Data extracted from a collection
____
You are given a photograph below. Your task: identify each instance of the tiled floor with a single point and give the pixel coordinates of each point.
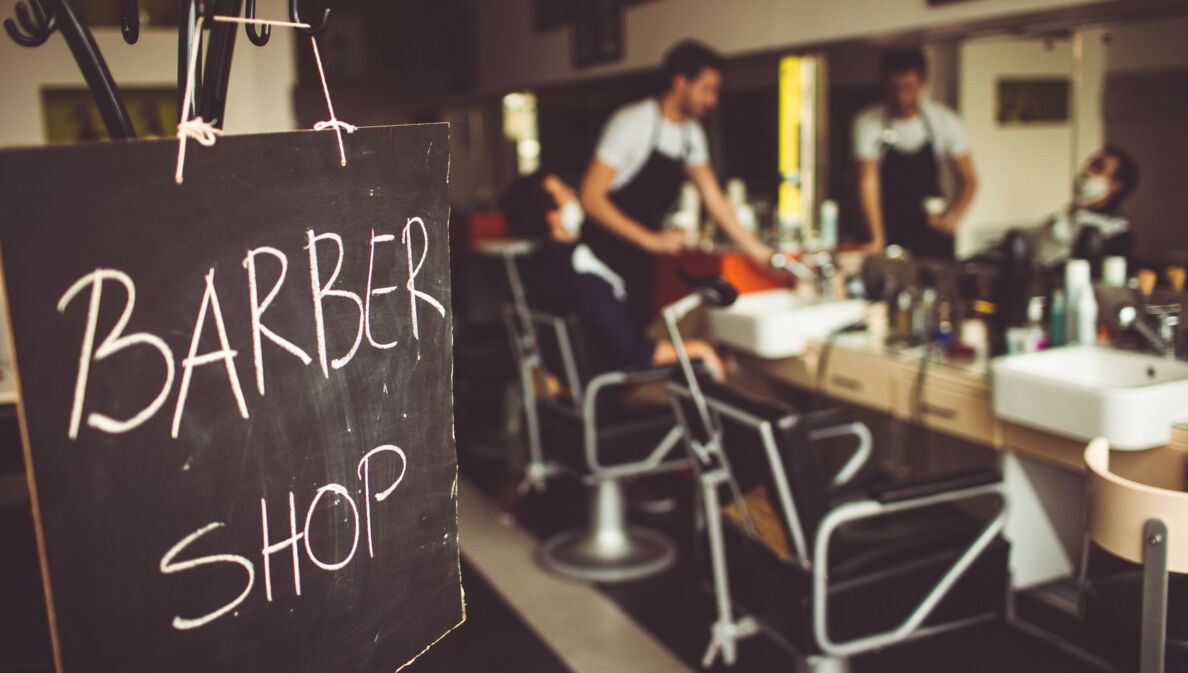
(520, 618)
(676, 609)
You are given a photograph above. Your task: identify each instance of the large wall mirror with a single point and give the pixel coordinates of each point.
(1037, 105)
(1036, 99)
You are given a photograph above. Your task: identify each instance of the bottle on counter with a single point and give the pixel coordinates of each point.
(828, 225)
(1086, 316)
(1028, 338)
(1076, 281)
(1057, 318)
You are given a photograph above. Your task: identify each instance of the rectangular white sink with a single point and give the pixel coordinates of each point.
(777, 324)
(1086, 391)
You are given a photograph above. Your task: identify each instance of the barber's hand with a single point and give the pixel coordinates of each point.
(701, 350)
(876, 246)
(668, 241)
(760, 256)
(945, 222)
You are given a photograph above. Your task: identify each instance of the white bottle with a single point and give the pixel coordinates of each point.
(828, 225)
(1076, 278)
(1086, 315)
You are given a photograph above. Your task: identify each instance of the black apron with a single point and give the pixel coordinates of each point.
(645, 199)
(905, 180)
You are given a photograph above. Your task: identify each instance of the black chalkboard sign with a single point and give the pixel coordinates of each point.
(235, 398)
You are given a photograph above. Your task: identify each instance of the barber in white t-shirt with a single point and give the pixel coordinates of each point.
(899, 145)
(646, 151)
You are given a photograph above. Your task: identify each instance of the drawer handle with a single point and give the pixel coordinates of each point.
(846, 382)
(948, 414)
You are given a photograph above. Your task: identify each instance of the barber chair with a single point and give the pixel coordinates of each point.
(580, 419)
(831, 566)
(1125, 596)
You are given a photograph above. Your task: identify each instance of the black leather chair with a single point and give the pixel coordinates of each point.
(827, 570)
(579, 420)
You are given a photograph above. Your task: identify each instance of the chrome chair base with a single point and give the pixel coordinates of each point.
(607, 551)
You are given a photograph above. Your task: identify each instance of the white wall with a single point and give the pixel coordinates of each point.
(259, 96)
(1024, 170)
(733, 26)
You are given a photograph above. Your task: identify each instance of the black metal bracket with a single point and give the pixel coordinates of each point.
(313, 30)
(61, 14)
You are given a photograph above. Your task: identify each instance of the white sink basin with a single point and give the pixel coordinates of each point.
(1086, 391)
(777, 324)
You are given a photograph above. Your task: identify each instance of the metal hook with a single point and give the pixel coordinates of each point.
(130, 20)
(314, 30)
(258, 39)
(38, 27)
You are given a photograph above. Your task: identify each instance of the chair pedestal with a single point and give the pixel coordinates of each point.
(608, 551)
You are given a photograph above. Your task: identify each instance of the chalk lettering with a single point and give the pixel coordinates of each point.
(371, 268)
(112, 344)
(364, 471)
(291, 541)
(258, 308)
(321, 291)
(309, 516)
(209, 300)
(168, 567)
(414, 293)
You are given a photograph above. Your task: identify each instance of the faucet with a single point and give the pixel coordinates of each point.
(1162, 338)
(816, 268)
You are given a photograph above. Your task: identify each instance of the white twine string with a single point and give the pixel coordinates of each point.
(333, 123)
(201, 131)
(206, 134)
(259, 21)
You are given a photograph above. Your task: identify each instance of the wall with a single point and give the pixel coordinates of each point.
(734, 26)
(258, 99)
(1024, 170)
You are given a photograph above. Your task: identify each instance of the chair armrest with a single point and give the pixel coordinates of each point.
(613, 379)
(901, 491)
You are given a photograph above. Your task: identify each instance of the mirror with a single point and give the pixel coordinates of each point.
(1036, 105)
(1133, 88)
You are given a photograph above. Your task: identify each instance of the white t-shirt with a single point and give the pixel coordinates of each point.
(908, 136)
(636, 129)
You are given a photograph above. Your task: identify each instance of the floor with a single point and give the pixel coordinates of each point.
(670, 614)
(523, 620)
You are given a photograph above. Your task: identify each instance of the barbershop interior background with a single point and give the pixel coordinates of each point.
(1040, 85)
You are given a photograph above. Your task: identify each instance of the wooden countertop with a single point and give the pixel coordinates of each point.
(949, 397)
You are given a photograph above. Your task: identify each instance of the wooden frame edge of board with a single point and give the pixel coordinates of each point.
(31, 483)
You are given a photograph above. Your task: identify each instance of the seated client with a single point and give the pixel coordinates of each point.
(573, 280)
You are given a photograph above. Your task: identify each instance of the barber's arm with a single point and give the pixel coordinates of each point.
(870, 201)
(595, 197)
(948, 220)
(720, 208)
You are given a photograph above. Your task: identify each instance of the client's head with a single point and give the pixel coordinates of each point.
(542, 206)
(1106, 180)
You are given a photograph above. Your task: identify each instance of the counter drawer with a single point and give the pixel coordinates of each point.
(948, 404)
(861, 378)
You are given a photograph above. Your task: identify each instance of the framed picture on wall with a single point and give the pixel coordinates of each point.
(1019, 101)
(549, 14)
(598, 32)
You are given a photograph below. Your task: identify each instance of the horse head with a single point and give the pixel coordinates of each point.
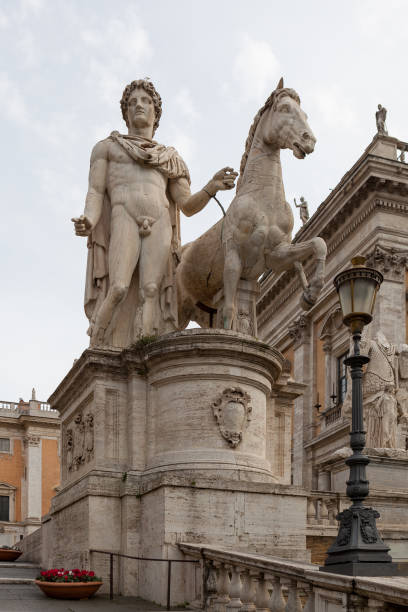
____
• WHAT THE TASK REQUIRES: What is needed is an exact copy of every record above, minus the images.

• EXERCISE OUTPUT:
You are given a photograph below. Your task: identify each instance of the tiled floor with a single point and give the pixel coordinates of each point.
(520, 618)
(676, 609)
You are given a photograph above. Your task: identify each instance of the large wall mirror with a single point and give the pixel coordinates of each point.
(1037, 105)
(1036, 99)
You are given a photograph above. Your task: identify each instance of the bottle on counter with a single point and give the pixel coordinates of each point.
(828, 225)
(1086, 316)
(1028, 338)
(1076, 281)
(1057, 318)
You are given a photograph above. Your task: identify each instance of the rectangular white sink with a single point and give the pixel coordinates of each point.
(777, 324)
(1086, 391)
You are given a photograph above. Your task: identify each instance of the barber's hand with a single point and give the pixel coordinates of each point.
(701, 350)
(876, 246)
(668, 241)
(760, 256)
(945, 222)
You are given a photograph above. Your task: identify each instance of the white bottle with a single point and give the pixel coordinates of each point.
(828, 225)
(1076, 278)
(1086, 315)
You are given a photograph above. Your task: identify each instance of the black apron with a single point and give the pixel coordinates of each point.
(645, 199)
(905, 180)
You are given a photograph above. Your task: identify each instance of the black chalkboard sign with a single point and give the pixel coordinates of each point.
(235, 398)
You are given a photograph above. Your task: identify each instance of the barber in white t-shirt with a single point and give the pixel coordinates of each point.
(899, 145)
(646, 151)
You are given a photograph above. Your task: identify each instance of the drawer handle with a single point and give the pixel coordinates of each point.
(846, 382)
(948, 414)
You are given a photograph above. Your task: identify each instance of the barber chair with a single point and give the pixel coordinates of each point.
(580, 419)
(831, 566)
(1125, 596)
You are given a photograph above. Your task: identify each instance of the black leather chair with a single point and give the pixel coordinates of each point.
(827, 570)
(579, 420)
You are given a photograph above. Your task: identify each instance of the chrome chair base with a single point and give the pixel coordinates of each point.
(607, 551)
You are given a photograph above. Your task: identify each instance of the white wall with a single point and give the pixel coordinates of each point.
(259, 96)
(1024, 170)
(733, 26)
You are given a photograph above. Your task: identify each instance of the black metal bracket with a single point and give the pixel coordinates of each point.
(313, 30)
(61, 14)
You are given a photograph above. Your task: identify each instance of the white sink basin with a single point and give the pixel coordinates of each point.
(1086, 391)
(777, 324)
You are given a photograph above. Your task: identify each instance of the metal hook with a single point and give the pixel coordinates of each point.
(130, 20)
(314, 30)
(258, 39)
(38, 27)
You are given a photograph above. Your task: identify each instance of the chair pedestal with a single point and give the pixel coordinates of each point.
(608, 551)
You are given a photograph above. Your task: identify each instance of the chalk lettering with a single point and give the pixel coordinates of each point.
(371, 268)
(112, 344)
(364, 471)
(291, 541)
(258, 308)
(321, 291)
(309, 516)
(209, 300)
(168, 567)
(414, 293)
You are given a photograph above. Your task: identify each instance of the faucet with a single point and give the pixel coordinates of each point.
(1162, 338)
(816, 268)
You are given a photograph above. Your task: identify each instance of the white twine string with a single point and give the pixel coordinates of each point.
(333, 123)
(201, 131)
(206, 134)
(259, 21)
You are given a photograph above. Your task: identify each instance of the wall with a single point and give the pixel coordinates of each point.
(734, 26)
(258, 99)
(1024, 170)
You are given a photograph above. Your task: identify each instance of the chair armrest with a single point and give the pixel coordinates of each point.
(613, 379)
(901, 491)
You are given a photograph above. Your task: identify each instance of the mirror with a single point and give the pixel coordinates of each point.
(1036, 105)
(1133, 88)
You are given a photograph above. Your task: identify each instance of the white t-shirt with a single point and give the pixel coordinates of each point.
(908, 136)
(636, 129)
You are given a photograph above. Your task: identify each instance of the floor with a single point and give the pixel coordinates of each point.
(670, 614)
(523, 620)
You are given a photograph above. Your task: identify each instance of the barbershop interior background with a single point and give the pixel coordinates of each point.
(1040, 85)
You are given a photograph above. Your task: identify each instance of the wooden countertop with a single point and give the pixel coordinates of each point.
(949, 397)
You are given a photograph above. Your task: identify each instance of the wooden frame edge of board with a single point and give the pixel coordinates of each point.
(31, 483)
You are given a photograph above. Your task: identify each instance of the seated client with a single point and give the pixel coordinates of each point.
(573, 280)
You are given a photograph above. Your task: identify each instance of the barber's arm with a single point and give the pixel coordinates of each point.
(870, 201)
(595, 197)
(948, 220)
(720, 208)
You are given a photograph above. Your task: identify each instance of the client's head with a single point and give the pixel coordinates of each point.
(542, 206)
(1106, 180)
You are given a photograph above. Your task: identify each instance of the counter drawer with a single point and give the pixel coordinates of each point.
(948, 404)
(861, 378)
You are given a photograph above. Your task: identify each instance of the framed picture on wall with a single point and give the pixel coordinates of each point.
(1019, 101)
(549, 14)
(598, 32)
You are given a photograph below. Your task: identify each instance of the horse head with a single point and give the pixel coordinates of each point.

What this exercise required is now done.